* Work required: Rewrite the entries from the line containing "One point marks each instance of the dog's right" through the end, changing every "dog's" to "puppy's" and leaving all else as it is.

Point annotation dataset entries
------------------------------------

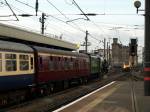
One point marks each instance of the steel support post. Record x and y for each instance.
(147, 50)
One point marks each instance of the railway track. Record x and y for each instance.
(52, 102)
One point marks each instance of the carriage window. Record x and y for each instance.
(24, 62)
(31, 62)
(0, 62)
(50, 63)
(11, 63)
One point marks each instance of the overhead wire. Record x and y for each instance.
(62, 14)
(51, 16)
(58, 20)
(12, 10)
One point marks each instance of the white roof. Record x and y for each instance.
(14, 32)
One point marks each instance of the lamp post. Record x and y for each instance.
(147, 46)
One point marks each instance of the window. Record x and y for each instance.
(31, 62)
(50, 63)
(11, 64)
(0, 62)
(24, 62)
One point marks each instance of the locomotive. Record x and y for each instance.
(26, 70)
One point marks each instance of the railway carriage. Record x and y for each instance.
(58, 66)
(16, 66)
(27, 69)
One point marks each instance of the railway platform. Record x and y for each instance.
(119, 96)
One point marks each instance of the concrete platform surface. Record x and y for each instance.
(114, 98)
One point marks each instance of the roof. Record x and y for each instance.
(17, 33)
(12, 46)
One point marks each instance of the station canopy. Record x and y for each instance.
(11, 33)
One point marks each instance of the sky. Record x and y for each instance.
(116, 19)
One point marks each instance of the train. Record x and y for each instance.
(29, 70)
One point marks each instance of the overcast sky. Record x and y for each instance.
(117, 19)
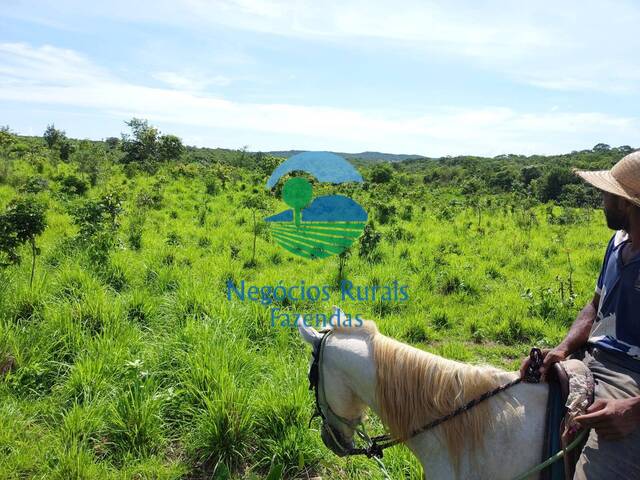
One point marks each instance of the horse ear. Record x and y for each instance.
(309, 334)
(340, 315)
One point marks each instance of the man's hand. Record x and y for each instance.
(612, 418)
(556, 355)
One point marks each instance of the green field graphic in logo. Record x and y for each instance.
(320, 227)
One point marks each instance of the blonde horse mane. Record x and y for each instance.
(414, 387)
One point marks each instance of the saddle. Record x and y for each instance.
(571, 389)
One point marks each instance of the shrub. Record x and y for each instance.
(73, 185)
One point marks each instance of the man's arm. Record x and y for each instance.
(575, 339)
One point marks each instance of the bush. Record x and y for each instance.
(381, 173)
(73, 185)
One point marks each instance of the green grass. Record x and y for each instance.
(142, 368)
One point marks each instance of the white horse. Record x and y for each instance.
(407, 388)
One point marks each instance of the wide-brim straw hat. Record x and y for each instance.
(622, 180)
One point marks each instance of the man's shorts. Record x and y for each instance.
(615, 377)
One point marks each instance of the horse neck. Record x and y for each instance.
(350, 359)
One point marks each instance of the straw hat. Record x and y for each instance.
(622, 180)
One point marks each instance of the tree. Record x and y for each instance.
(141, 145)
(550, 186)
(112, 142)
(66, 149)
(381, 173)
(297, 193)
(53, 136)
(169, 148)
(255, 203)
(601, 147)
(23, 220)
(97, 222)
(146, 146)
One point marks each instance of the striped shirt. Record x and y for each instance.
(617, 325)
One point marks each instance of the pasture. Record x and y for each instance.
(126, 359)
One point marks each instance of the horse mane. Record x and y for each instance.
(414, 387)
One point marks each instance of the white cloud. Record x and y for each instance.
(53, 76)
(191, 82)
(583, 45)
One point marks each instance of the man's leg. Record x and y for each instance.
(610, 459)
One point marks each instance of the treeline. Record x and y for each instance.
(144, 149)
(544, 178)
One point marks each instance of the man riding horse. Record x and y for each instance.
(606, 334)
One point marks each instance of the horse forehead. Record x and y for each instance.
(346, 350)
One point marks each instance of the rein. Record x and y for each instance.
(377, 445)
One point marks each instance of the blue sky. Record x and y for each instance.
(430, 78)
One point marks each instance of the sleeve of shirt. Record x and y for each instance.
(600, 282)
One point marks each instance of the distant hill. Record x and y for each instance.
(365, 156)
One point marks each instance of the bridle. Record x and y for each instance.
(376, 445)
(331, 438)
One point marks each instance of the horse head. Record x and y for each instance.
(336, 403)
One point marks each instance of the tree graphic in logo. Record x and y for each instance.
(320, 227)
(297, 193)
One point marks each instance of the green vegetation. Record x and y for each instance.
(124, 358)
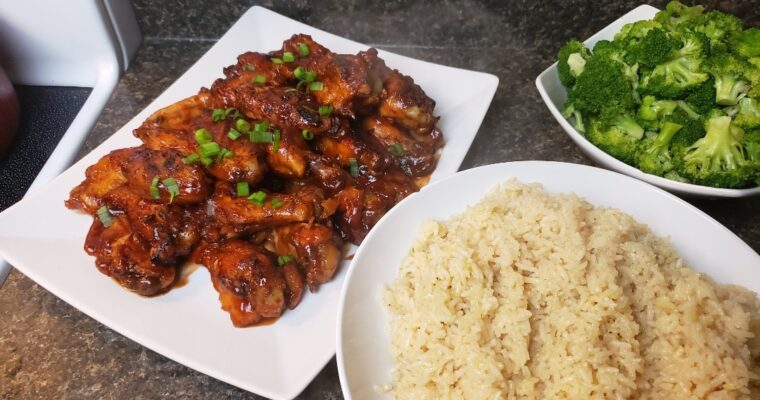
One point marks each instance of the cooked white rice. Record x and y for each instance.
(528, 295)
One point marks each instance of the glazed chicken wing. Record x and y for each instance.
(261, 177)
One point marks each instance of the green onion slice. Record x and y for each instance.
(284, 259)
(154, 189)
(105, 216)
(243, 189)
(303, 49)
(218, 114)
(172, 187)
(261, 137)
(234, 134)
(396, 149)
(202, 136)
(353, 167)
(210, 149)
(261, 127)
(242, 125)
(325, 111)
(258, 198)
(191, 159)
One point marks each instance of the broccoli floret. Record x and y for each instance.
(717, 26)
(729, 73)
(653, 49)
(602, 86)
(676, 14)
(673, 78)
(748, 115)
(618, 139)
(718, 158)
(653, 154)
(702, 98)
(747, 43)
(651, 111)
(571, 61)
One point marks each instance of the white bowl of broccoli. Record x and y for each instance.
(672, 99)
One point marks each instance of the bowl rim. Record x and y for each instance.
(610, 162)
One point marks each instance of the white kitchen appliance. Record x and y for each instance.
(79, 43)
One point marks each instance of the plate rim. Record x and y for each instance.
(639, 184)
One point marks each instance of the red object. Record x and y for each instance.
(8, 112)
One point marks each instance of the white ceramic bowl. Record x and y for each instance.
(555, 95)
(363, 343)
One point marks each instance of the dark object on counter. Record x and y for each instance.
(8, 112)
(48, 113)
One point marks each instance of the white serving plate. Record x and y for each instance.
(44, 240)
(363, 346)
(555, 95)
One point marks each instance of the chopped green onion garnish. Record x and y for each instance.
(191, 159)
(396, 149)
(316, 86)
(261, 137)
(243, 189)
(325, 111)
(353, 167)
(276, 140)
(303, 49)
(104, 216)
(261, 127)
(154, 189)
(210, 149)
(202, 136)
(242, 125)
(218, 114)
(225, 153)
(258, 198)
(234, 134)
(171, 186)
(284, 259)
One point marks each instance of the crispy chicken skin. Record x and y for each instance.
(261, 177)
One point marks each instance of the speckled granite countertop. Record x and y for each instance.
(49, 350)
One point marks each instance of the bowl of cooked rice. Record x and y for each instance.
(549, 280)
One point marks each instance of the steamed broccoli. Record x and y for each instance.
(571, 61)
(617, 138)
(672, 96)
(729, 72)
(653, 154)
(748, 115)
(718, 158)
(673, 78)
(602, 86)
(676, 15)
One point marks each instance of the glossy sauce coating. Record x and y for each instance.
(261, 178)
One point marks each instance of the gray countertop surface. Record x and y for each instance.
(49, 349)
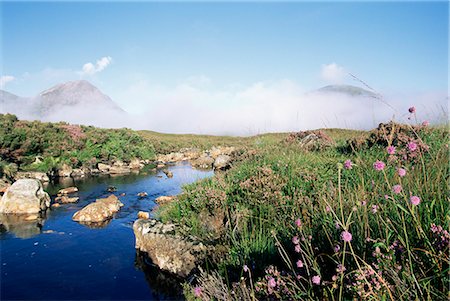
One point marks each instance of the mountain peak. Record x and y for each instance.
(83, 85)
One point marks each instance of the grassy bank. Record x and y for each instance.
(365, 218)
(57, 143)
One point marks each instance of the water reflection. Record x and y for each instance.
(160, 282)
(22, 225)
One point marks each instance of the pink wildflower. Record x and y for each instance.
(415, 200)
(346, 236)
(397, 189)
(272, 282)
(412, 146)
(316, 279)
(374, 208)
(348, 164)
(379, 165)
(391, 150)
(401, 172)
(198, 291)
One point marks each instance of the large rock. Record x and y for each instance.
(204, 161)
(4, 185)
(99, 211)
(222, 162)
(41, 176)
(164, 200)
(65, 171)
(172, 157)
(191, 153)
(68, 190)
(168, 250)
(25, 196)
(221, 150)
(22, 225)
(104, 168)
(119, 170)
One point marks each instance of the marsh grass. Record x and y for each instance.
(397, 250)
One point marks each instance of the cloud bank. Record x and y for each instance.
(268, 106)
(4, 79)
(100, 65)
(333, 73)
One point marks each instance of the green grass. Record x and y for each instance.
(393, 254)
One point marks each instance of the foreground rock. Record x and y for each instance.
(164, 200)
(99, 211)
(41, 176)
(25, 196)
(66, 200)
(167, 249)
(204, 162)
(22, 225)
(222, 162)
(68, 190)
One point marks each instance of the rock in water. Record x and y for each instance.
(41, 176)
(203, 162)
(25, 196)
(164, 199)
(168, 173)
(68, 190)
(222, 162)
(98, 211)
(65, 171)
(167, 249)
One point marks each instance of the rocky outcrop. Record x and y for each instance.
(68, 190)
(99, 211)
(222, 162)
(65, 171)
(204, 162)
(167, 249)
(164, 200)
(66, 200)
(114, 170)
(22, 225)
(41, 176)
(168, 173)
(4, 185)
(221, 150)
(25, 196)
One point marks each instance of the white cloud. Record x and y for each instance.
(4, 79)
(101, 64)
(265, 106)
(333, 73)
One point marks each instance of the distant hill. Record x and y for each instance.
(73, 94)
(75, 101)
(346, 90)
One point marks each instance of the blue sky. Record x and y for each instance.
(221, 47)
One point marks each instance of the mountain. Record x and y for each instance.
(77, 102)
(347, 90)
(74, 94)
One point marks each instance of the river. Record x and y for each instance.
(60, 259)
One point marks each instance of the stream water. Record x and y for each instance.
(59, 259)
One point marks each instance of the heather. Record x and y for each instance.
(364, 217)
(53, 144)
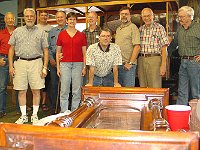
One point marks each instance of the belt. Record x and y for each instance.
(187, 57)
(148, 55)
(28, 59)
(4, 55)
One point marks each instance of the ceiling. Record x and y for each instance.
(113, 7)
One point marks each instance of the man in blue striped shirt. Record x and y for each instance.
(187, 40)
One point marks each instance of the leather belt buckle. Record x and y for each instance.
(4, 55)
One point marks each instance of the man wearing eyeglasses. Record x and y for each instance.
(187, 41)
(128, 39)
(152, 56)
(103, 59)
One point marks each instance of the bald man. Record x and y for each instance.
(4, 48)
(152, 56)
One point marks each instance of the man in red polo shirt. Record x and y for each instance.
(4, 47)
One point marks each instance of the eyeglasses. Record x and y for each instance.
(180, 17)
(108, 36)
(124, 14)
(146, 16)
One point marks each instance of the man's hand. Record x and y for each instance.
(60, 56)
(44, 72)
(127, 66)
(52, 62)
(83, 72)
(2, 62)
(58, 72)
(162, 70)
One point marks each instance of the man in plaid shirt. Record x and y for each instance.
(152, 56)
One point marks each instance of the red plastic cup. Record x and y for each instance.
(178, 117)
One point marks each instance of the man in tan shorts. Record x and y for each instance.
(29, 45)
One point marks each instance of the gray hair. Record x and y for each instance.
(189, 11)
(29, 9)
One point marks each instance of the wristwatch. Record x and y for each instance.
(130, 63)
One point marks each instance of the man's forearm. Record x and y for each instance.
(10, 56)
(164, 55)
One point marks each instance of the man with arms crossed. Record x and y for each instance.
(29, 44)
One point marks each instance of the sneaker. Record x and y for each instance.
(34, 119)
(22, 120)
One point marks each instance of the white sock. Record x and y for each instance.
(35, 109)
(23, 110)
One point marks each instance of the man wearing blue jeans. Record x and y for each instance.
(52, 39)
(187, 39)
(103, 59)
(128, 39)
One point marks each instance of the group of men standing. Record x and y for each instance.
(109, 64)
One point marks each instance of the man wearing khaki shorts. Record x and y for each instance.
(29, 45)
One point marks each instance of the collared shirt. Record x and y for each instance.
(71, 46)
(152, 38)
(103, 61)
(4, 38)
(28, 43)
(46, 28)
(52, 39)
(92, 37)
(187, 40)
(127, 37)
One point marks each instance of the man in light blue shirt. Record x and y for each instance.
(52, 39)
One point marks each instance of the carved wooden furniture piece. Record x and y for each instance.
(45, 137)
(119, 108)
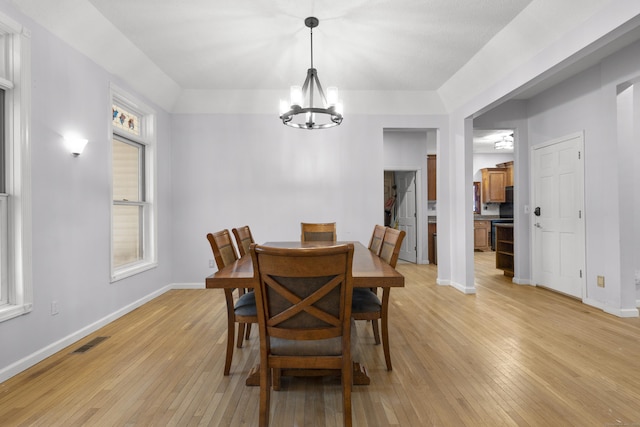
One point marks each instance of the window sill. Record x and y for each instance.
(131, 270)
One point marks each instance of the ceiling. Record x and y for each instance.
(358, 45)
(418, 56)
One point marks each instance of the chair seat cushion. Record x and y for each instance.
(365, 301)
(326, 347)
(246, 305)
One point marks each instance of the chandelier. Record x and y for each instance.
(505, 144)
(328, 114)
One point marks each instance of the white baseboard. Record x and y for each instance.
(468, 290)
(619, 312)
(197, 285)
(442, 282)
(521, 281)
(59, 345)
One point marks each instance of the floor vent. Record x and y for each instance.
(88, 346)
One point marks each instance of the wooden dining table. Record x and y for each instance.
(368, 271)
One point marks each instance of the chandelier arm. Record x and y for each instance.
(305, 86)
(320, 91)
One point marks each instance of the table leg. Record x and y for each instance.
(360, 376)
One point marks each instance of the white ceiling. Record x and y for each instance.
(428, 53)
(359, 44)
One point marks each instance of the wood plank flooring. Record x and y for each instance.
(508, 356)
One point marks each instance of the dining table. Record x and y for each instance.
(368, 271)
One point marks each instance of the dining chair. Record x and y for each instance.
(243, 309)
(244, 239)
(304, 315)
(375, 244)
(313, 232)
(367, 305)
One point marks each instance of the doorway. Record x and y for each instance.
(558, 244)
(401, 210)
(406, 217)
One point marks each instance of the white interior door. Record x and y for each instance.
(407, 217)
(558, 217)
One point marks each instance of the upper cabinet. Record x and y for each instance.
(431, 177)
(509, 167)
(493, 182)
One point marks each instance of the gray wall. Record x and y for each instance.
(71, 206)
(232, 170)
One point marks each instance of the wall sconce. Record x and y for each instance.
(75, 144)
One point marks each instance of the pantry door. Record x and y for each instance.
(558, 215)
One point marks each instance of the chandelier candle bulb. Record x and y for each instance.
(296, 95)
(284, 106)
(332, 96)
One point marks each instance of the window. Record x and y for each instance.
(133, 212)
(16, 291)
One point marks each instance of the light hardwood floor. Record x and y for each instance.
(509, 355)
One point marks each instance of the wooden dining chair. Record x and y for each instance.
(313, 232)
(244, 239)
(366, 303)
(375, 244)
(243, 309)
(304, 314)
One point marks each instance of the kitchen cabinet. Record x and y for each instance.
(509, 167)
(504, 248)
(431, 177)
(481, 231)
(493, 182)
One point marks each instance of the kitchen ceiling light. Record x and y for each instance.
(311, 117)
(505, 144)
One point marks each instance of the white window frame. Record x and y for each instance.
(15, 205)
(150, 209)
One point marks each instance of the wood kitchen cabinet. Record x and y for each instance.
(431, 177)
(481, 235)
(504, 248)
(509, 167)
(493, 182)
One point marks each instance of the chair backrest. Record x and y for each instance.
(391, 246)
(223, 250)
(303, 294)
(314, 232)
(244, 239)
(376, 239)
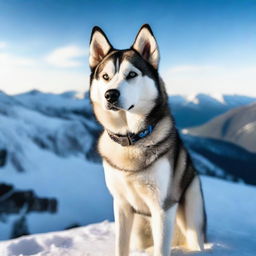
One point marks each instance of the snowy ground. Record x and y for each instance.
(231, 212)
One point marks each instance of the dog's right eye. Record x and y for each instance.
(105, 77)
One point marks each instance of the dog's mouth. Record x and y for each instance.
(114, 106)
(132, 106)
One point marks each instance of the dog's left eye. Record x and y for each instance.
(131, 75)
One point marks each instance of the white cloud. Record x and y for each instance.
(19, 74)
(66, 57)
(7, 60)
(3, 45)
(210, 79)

------------------------------------

* Exercise result:
One point marks each instance of the puppy's right eye. Record x and y for each instance.
(105, 77)
One point marks each instance of the puppy's mouth. Record x and y for each instance.
(114, 106)
(132, 106)
One point marks each instance of the puppy's left eye. Record x and y for each instance.
(131, 75)
One point marks each instance of the white cloud. Record x and y for each instance.
(19, 74)
(66, 57)
(7, 60)
(3, 45)
(210, 79)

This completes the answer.